WORK TO COMPLETE ->
Write out the data below in full. Keep it exact.

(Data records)

++++++

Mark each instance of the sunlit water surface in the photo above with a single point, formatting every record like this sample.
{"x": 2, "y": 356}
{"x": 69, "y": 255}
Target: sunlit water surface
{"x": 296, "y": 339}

++++++

WRITTEN ANSWER ->
Mark each instance of the sunlit water surface in the photo above with a single point, formatting every record like this sample.
{"x": 2, "y": 356}
{"x": 69, "y": 255}
Target: sunlit water surface
{"x": 296, "y": 339}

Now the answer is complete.